TEXTE DU DOCUMENT:
Les pantoufles de Lord Byron

En Grande-Bretagne, l’écrivain voyageur Patrick Leigh Fermor (1915-2011) est une légende, un homme qui semble avoir mené l’existence pleine d’aventures, de plaisir et d’écriture dont beaucoup rêvent. Le British Museum lui a d’ailleurs consacré une exposition en 2018 sous le titre de Charmed Lives.


Patrick Leigh Fermor, Mani. Voyages dans le sud du Péloponnèse. Trad. de l’anglais par Marc Montfort. Bartillat, 438 p., 22 €

Roumeli. Voyages en Grèce du Nord. Trad. de l’anglais par Lucien d’Azay, à paraître chez le  même éditeur à l’automne 2019


À dix-huit ans, après avoir désespéré des parents attentifs en se faisant exclure de toutes les écoles et en ratant l’examen qui lui aurait ouvert une carrière militaire, Leigh Fermor décida de prendre la route et de traverser l’Europe à pied (un peu aussi à cheval et en train). Il partit de Rotterdam avec deux recueils de poésie dans son sac à dos, et prit la direction de Constantinople (c’est ainsi qu’il appelle toujours Istanbul). Ses étapes lui étaient dictées par la fantaisie et la nécessité d’atteindre des lieux où ses lettres d’introduction lui assuraient gîte et couvert ainsi que la possibilité de récupérer les pounds que lui envoyait chaque mois sa famille. Au cours de ce périple, il prit des notes : on était en 1933. Un an plus tard, il était parvenu sur les rives du Bosphore. Il s’attarda ensuite en Grèce, puis en Roumanie, et lors de la déclaration de guerre rentra au pays. Bien plus tard, il tira trois livres de ce voyage : Le temps des offrandes, paru en 1977, Entre fleuve et forêt, en 1986, La route interrompue, en 2013 [1]. Des ouvrages que sa capacité de fascination et d’enthousiasme et son talent de conteur ont rendus classiques.

LISTE:

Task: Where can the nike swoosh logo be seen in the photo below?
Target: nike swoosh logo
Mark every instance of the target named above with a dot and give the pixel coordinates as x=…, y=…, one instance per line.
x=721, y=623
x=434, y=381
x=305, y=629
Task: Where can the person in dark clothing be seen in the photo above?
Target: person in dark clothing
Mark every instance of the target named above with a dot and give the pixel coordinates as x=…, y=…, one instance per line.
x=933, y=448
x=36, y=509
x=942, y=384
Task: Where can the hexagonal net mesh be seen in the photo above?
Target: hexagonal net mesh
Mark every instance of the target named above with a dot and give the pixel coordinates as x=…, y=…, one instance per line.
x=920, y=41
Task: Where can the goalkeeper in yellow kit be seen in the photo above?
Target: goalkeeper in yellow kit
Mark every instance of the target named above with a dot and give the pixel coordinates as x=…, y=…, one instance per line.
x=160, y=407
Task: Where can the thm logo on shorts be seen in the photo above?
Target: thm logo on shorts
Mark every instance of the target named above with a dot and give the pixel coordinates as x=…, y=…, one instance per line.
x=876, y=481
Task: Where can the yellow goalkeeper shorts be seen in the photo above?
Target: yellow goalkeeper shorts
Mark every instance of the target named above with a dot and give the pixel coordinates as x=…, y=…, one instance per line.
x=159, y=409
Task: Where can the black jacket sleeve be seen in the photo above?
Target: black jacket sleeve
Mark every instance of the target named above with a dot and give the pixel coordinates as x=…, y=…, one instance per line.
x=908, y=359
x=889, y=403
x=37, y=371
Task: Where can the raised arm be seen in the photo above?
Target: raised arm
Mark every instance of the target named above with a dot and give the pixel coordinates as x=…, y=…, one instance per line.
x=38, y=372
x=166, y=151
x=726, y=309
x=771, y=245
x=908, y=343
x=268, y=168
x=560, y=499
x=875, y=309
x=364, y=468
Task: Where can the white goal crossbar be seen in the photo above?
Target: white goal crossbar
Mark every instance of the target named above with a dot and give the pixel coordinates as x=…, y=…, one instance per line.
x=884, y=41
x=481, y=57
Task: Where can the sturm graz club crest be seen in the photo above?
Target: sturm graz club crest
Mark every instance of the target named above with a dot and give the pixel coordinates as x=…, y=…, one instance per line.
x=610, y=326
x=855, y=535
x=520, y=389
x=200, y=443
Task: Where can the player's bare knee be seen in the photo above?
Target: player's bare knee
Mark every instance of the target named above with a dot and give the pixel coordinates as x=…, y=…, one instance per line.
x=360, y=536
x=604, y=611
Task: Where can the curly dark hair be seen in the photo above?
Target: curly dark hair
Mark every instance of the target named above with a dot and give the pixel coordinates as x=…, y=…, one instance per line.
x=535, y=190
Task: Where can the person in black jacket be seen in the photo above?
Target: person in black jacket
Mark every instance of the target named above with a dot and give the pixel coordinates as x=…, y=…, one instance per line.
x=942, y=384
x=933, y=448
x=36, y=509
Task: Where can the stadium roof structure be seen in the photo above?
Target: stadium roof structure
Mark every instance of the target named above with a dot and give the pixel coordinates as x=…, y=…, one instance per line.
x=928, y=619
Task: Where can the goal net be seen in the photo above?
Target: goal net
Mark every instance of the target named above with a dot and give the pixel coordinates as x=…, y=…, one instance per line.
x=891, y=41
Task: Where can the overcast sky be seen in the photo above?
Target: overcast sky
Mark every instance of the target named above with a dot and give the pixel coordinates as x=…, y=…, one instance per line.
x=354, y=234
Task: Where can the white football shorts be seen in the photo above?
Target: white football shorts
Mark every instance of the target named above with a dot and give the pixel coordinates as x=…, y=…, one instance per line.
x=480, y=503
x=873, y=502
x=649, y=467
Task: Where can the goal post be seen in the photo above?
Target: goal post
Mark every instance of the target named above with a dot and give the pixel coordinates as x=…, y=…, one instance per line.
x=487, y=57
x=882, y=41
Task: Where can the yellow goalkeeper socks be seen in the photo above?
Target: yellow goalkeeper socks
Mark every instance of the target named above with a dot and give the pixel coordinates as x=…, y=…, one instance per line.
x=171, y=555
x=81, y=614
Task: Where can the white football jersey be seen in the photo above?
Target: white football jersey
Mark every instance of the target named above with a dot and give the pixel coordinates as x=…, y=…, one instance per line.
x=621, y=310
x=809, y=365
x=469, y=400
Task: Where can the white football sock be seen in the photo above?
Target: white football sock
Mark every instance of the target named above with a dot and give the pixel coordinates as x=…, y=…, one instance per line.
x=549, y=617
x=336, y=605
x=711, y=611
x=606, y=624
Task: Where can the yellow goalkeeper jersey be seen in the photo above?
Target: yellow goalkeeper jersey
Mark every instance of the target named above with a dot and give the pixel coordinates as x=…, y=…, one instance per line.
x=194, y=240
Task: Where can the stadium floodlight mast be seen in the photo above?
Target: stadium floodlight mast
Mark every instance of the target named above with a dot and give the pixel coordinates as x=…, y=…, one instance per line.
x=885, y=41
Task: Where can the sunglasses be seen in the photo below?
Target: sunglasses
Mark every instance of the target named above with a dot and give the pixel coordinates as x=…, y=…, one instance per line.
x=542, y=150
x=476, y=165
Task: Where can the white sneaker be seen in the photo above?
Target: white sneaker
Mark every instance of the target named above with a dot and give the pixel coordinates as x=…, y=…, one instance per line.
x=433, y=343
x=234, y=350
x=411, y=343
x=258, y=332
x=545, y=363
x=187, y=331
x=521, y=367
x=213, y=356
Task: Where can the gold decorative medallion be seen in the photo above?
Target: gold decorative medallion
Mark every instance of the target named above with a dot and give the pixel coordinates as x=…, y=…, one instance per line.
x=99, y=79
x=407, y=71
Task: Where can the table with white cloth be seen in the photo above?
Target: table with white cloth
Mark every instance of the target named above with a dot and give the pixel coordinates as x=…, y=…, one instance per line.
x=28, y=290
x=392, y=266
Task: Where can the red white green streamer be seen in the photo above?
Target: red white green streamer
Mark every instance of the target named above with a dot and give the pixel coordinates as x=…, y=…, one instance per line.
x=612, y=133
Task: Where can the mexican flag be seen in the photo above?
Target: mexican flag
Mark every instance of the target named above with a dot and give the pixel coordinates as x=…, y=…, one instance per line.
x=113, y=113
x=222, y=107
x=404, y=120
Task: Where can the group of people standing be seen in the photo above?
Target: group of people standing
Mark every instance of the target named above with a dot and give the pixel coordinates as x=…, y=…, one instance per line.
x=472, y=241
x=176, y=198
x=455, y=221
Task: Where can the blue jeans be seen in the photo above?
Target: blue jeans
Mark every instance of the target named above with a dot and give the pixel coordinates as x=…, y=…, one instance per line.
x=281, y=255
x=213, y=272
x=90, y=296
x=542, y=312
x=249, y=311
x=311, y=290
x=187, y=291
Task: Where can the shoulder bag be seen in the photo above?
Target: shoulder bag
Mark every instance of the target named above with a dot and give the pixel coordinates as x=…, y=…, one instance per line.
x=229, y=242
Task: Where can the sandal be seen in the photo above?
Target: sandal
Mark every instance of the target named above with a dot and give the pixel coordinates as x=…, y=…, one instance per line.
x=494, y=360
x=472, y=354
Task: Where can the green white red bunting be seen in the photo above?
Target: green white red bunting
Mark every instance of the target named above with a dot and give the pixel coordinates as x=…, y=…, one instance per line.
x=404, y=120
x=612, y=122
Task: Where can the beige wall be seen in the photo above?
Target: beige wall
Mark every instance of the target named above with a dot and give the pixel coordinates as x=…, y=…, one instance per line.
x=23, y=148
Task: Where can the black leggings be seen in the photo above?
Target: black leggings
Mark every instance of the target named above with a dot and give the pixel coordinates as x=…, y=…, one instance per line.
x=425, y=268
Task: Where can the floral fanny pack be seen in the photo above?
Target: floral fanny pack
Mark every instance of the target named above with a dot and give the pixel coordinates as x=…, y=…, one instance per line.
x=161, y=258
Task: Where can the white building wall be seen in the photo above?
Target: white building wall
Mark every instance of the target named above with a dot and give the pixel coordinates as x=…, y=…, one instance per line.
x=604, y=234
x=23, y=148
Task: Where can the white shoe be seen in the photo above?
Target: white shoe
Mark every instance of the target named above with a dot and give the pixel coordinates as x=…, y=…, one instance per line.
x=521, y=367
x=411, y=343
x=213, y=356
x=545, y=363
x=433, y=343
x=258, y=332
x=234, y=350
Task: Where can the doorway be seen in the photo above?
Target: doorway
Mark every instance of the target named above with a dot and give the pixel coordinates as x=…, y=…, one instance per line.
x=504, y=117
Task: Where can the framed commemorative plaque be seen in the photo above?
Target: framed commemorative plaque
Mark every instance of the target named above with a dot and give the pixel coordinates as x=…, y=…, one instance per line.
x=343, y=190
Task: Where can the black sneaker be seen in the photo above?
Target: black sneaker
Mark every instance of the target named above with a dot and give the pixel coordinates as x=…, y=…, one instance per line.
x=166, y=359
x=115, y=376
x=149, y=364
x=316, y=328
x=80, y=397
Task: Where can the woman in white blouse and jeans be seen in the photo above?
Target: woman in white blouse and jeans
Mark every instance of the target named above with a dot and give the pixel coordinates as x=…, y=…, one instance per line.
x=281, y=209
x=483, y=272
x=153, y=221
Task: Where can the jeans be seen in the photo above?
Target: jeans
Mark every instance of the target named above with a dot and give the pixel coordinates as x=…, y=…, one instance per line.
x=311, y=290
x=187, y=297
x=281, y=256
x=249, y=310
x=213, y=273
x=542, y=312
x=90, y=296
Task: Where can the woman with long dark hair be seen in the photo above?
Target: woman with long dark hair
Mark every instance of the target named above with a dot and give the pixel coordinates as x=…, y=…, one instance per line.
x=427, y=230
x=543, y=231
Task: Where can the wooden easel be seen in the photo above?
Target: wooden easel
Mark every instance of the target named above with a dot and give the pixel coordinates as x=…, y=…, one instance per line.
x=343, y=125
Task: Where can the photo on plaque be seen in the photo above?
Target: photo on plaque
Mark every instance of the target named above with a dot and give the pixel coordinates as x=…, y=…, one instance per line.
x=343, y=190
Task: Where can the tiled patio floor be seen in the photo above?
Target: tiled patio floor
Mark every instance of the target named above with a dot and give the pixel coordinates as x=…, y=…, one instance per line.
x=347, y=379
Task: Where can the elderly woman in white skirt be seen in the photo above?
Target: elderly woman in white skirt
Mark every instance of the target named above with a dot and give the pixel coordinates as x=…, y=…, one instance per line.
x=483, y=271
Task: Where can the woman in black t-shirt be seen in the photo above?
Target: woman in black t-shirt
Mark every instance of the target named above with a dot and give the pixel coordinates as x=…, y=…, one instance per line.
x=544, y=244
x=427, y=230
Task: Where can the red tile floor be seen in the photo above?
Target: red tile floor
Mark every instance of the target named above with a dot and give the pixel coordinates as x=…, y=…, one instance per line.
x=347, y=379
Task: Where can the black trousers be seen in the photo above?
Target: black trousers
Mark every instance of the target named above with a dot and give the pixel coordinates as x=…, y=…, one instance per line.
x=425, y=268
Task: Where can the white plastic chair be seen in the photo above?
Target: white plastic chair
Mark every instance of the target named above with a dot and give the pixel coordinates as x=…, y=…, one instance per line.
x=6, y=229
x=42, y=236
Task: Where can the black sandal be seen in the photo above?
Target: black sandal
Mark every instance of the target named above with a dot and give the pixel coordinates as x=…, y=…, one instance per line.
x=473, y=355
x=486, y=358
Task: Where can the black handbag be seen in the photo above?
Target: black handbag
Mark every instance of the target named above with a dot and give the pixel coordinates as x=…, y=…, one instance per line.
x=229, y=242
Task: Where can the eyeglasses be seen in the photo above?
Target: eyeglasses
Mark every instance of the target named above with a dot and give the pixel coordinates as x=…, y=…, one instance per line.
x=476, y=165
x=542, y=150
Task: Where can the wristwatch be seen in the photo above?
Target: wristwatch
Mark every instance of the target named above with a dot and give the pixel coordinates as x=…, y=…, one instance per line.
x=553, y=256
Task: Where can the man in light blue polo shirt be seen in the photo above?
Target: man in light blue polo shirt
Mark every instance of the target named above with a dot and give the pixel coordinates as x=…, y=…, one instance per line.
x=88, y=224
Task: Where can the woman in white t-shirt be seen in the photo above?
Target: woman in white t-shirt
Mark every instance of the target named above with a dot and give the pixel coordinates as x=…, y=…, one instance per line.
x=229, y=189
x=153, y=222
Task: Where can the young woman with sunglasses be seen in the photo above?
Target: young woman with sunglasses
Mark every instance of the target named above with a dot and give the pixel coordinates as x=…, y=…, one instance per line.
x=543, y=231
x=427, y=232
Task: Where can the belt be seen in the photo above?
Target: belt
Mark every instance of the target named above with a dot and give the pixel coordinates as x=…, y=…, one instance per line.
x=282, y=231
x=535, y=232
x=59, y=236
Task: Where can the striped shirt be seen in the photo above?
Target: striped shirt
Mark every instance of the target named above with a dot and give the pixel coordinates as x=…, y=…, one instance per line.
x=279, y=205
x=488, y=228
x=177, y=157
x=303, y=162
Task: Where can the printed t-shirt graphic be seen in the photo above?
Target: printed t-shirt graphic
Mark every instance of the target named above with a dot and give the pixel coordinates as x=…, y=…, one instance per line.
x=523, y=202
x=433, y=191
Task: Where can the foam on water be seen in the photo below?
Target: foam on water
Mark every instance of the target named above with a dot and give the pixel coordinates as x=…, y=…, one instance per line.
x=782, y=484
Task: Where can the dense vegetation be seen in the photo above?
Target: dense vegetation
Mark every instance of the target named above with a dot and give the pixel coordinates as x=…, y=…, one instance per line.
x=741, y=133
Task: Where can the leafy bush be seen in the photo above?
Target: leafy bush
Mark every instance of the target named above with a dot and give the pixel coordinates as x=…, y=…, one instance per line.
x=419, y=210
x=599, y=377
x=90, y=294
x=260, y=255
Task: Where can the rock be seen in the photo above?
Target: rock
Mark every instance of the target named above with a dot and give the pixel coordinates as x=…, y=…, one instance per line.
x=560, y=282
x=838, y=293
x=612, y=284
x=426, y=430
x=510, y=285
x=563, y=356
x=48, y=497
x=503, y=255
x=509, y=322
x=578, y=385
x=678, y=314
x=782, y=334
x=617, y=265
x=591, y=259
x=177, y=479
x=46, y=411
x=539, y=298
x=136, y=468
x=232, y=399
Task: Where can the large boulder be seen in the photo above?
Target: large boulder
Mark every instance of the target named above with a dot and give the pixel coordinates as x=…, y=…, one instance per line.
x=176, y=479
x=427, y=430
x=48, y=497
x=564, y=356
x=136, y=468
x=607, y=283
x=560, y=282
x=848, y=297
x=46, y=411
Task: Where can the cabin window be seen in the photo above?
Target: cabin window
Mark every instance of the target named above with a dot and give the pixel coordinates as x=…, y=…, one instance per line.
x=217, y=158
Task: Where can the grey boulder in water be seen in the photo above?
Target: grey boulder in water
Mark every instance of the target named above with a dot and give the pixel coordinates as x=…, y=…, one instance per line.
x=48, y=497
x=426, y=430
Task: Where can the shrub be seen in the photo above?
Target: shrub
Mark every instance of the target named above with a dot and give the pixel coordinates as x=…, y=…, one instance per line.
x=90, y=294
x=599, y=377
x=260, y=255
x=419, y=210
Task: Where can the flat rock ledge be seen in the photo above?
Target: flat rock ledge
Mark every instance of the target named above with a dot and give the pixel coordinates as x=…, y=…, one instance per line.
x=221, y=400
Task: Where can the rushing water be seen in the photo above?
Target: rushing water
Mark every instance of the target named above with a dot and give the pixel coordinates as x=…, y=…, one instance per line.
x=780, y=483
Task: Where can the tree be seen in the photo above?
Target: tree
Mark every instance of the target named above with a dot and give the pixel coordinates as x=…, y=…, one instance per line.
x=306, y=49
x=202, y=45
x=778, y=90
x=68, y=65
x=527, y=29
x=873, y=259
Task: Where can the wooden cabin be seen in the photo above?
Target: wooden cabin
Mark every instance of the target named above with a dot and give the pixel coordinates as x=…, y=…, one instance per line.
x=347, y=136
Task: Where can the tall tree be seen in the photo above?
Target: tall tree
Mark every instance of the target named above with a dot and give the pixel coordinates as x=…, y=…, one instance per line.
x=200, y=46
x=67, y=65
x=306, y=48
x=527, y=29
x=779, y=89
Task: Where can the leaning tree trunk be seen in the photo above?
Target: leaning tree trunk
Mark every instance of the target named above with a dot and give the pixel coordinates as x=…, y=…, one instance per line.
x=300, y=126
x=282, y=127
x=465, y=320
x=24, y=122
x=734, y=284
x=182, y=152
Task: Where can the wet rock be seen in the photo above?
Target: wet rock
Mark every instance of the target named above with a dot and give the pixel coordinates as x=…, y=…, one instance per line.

CONSIGNES ET EXERCICES:
**a)** D'après l'article sur Patrick Leigh Fermor, de quelle ville est-il parti pour traverser l'Europe à pied ?
**b)** Prolongez l'article sur Patrick Leigh Fermor à partir de sa dernière phrase.
La liste n'a aucun lien avec l'article sur Patrick Leigh Fermor.

CORRIGÉ DES EXERCICES:
**a)** De Rotterdam.

**b)**
En 1944, il devint membre du SOE (Special Operations Executive) qui aidait les résistants – s’ils n’étaient pas trop communistes – à combattre l’occupant et se retrouva en Crète aux côtés des partisans. Avec eux, il enleva un général allemand et traversa l’île à pied pour remettre celui-ci aux forces alliées venues du Caire. Il raconta cette opération, éclatante mais stratégiquement inutile, dans des pages qu’il écrivit dans les années 1960 et qui ne furent publiées qu’après sa mort  (Enlever un général, 2014).

Patrick Leigh Fermor, Mani. Voyages dans le sud du Péloponnèse

Bureau de Patrick Leigh Fermor en 2009 © Rodolph de Salis

Il se fit connaître avec son premier ouvrage, un récit de voyage dans les Caraïbes (1950), qui fut suivi de pas mal d’autres. Il travailla un peu à Hollywood (comme scénariste avec Romain Gary pour Les racines du ciel de John Huston) et vécut le reste de son existence à moitié en Angleterre, à moitié en Grèce – le pays dont il était tombé amoureux lors de ses pérégrinations d’avant-guerre. Avec Joan, sa compagne puis son épouse, il s’était fait construire une maison à Kardamily dans le sud du Péloponnèse où il recevait ses nombreux invités (Nikos Ghikas, Lawrence Durrell, Stephen Spender, John Betjeman, Georges Séféris, Bruce Chatwin…). C’est cette vie au milieu des oliviers et des cyprès entre personnes de belle imagination qu’illustrait l’exposition du British Museum.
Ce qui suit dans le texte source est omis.